***** Records for this task *****
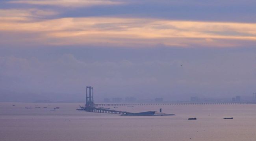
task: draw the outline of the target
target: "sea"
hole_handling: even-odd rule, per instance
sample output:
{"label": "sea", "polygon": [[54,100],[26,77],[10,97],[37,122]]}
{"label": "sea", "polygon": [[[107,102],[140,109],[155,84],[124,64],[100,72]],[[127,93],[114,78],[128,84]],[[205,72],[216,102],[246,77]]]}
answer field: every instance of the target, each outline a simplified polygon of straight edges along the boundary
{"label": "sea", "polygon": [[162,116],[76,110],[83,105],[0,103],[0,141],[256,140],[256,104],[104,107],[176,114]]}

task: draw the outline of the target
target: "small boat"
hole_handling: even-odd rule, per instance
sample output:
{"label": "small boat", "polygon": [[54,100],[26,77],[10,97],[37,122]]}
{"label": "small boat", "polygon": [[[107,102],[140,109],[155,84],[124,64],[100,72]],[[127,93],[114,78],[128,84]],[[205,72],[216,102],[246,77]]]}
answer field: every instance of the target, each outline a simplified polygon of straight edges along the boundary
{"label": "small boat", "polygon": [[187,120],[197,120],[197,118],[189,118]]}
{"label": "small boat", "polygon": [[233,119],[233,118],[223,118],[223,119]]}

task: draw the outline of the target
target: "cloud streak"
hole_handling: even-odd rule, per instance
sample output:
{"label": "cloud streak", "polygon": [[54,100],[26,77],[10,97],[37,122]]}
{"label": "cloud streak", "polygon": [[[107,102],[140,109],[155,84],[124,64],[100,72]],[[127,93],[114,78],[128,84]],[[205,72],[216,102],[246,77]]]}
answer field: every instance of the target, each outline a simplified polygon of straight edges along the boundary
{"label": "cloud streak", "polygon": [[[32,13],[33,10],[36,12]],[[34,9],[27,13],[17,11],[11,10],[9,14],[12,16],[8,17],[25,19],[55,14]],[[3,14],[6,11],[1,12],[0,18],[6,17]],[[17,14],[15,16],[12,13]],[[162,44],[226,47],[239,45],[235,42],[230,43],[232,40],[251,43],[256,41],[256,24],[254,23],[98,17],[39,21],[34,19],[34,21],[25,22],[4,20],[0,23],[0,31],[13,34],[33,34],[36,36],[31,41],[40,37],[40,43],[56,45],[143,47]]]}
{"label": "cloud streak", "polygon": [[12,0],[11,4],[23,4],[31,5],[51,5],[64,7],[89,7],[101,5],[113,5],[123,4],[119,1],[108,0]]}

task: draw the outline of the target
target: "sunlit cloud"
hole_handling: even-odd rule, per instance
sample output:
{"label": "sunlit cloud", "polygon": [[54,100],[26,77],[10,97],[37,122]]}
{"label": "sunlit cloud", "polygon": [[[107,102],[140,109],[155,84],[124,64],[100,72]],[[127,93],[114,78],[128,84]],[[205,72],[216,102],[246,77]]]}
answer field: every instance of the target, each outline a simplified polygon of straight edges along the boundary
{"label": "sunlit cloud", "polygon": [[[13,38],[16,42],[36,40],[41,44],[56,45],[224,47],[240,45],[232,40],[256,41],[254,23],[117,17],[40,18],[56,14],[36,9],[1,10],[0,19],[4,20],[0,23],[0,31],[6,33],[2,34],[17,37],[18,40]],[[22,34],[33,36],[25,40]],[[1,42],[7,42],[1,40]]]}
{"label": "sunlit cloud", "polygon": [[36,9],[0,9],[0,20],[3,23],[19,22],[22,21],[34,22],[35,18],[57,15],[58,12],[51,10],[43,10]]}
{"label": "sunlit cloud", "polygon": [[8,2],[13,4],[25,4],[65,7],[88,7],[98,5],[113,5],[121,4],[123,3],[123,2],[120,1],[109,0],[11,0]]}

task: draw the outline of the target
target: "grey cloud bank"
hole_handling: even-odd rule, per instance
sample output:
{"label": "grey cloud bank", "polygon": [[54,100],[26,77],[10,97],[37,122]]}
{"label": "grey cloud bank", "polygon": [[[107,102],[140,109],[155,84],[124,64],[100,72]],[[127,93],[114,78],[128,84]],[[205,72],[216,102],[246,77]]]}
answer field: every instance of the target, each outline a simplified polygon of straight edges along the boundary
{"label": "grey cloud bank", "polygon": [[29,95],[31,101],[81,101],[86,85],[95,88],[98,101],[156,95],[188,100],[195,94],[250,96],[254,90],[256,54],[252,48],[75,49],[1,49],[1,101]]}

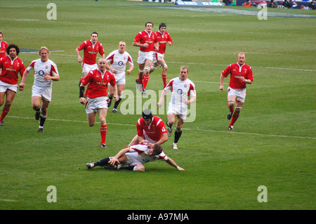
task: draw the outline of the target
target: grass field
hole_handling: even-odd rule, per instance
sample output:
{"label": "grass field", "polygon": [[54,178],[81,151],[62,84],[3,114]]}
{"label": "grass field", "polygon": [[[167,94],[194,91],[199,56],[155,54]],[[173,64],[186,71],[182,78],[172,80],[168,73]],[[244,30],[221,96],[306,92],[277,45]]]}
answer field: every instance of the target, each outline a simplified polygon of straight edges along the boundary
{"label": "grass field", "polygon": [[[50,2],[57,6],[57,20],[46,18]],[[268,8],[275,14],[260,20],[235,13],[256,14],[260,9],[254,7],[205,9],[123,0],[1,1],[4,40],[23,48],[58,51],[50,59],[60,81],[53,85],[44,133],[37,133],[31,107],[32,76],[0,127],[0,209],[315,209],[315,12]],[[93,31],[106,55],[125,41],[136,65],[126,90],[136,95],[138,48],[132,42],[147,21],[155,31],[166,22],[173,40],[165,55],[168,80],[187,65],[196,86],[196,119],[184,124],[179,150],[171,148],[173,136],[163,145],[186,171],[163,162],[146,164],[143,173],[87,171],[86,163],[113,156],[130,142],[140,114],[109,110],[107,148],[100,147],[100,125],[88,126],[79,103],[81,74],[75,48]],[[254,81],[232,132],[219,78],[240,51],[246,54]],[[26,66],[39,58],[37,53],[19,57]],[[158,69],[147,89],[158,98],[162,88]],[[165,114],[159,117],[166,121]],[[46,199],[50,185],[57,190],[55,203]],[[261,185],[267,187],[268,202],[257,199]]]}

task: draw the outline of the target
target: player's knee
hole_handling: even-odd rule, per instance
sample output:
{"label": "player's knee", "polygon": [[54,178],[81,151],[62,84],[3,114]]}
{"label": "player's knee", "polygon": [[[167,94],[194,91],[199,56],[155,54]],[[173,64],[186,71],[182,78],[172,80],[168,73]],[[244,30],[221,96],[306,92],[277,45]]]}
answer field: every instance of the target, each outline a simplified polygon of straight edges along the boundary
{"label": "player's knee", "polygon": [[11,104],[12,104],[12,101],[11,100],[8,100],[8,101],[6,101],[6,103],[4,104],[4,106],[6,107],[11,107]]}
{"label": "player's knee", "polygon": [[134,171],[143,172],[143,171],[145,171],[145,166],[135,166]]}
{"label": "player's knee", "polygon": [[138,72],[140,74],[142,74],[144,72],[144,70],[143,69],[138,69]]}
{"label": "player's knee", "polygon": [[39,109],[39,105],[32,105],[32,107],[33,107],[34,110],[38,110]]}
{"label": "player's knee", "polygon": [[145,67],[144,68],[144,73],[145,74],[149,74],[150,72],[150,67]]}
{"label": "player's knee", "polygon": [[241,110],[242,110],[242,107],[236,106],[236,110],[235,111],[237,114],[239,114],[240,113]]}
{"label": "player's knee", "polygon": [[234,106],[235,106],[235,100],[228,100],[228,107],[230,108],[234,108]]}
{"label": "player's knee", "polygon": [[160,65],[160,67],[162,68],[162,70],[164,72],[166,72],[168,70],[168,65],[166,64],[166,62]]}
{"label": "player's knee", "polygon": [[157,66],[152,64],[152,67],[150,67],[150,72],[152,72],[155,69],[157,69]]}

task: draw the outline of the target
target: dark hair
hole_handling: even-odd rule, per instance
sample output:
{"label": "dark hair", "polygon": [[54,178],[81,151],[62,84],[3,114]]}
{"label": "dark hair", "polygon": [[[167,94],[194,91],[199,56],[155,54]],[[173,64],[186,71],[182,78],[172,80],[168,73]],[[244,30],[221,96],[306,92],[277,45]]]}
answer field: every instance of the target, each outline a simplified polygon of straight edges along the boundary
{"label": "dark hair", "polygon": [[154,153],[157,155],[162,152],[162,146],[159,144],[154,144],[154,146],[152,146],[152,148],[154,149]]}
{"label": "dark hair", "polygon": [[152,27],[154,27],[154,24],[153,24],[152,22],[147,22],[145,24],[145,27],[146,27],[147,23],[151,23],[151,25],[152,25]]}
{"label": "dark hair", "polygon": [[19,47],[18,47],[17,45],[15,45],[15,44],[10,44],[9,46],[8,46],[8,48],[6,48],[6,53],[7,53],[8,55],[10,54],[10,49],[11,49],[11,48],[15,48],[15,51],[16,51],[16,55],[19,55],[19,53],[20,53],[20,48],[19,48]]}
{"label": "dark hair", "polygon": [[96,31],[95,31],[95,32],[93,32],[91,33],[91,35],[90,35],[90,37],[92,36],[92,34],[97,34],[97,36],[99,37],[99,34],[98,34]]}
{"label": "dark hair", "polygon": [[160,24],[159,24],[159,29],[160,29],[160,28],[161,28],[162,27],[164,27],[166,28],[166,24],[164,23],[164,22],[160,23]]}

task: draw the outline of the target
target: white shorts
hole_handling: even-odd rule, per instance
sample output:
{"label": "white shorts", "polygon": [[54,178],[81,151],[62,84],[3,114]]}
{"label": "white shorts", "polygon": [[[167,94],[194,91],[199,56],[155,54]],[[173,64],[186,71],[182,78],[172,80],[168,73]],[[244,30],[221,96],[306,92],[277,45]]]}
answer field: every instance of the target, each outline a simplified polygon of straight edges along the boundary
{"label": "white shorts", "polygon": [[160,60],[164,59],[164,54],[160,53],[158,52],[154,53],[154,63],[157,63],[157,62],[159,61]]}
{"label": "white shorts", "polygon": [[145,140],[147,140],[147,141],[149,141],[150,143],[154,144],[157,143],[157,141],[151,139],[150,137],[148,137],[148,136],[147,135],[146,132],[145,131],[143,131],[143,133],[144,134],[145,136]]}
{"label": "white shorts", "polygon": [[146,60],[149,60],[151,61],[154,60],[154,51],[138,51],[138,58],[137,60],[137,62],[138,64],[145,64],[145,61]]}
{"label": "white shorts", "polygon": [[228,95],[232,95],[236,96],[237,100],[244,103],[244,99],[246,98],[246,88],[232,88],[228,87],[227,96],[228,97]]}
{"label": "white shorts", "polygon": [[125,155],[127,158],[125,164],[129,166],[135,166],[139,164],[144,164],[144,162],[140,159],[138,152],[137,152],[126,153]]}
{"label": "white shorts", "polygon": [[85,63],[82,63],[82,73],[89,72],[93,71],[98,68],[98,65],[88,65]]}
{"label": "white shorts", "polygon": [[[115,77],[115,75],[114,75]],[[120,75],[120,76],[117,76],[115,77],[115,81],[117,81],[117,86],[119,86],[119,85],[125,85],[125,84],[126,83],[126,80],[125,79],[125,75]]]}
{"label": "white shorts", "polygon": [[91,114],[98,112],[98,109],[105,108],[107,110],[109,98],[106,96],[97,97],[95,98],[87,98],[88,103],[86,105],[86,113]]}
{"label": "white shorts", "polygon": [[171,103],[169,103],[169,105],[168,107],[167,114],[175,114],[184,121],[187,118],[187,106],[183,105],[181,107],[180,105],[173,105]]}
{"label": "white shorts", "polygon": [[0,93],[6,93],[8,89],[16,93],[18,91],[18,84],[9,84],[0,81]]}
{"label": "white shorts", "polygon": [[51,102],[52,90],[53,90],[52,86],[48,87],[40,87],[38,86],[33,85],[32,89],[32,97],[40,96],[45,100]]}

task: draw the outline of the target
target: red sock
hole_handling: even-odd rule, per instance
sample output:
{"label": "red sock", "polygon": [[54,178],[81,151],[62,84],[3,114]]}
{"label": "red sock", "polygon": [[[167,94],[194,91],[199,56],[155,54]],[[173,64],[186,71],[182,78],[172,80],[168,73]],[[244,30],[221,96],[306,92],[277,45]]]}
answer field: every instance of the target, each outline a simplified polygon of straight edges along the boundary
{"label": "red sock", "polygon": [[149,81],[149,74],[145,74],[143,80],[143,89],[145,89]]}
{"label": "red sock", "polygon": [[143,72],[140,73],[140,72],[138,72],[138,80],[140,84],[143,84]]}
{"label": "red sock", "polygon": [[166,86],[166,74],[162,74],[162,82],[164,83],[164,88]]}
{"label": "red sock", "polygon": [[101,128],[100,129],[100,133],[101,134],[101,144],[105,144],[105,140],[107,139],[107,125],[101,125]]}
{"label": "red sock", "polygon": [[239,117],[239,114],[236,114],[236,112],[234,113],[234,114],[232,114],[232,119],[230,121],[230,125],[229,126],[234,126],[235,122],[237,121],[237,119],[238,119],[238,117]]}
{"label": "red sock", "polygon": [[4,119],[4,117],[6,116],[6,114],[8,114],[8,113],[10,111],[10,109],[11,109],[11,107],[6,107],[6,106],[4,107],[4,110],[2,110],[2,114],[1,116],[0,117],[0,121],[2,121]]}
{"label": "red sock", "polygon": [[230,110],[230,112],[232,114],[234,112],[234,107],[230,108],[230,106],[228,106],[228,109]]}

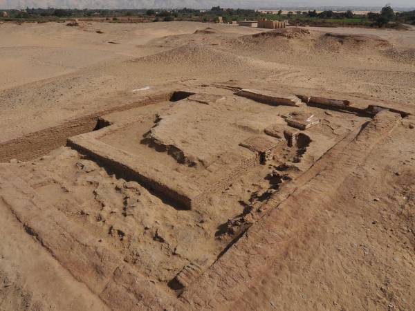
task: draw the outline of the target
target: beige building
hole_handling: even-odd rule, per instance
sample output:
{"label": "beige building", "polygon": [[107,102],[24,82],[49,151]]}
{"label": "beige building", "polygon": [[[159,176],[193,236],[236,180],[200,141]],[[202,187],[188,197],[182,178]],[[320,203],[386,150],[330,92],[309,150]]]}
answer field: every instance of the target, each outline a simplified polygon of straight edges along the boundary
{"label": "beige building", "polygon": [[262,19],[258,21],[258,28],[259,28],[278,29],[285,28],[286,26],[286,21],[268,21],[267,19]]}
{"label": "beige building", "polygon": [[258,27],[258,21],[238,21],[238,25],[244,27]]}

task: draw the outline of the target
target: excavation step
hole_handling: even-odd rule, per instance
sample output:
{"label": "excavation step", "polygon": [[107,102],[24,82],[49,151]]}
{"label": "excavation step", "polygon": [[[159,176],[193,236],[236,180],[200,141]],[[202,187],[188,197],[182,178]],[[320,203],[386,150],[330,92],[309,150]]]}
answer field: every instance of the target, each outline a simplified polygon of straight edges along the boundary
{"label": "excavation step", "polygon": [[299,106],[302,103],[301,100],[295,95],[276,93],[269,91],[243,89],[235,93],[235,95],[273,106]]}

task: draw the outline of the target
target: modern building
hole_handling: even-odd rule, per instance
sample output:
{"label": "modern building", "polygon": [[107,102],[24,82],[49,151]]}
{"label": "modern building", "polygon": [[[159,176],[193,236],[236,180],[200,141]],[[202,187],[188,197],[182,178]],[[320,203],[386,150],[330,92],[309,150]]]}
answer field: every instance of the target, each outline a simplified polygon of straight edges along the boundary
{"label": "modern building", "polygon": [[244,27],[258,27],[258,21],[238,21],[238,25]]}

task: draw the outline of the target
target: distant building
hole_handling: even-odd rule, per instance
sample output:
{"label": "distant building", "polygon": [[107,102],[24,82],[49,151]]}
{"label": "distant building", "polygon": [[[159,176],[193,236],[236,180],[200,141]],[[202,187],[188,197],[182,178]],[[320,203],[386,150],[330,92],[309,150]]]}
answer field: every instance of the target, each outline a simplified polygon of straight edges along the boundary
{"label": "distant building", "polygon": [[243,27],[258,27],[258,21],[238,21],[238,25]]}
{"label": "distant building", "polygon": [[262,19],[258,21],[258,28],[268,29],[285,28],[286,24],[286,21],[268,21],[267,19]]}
*****
Goal of the exercise: Collect every line of the items above that contains the string "step". Case counts.

Result for this exercise:
target: excavation step
{"label": "excavation step", "polygon": [[107,102],[24,82],[49,151]]}
{"label": "excavation step", "polygon": [[[159,176],[193,236],[236,180],[200,141]],[[202,187],[188,197],[182,178]],[[320,203],[386,150],[330,92],[309,150]]]}
{"label": "excavation step", "polygon": [[299,106],[302,103],[301,100],[295,95],[276,93],[269,91],[243,89],[235,93],[235,95],[273,106]]}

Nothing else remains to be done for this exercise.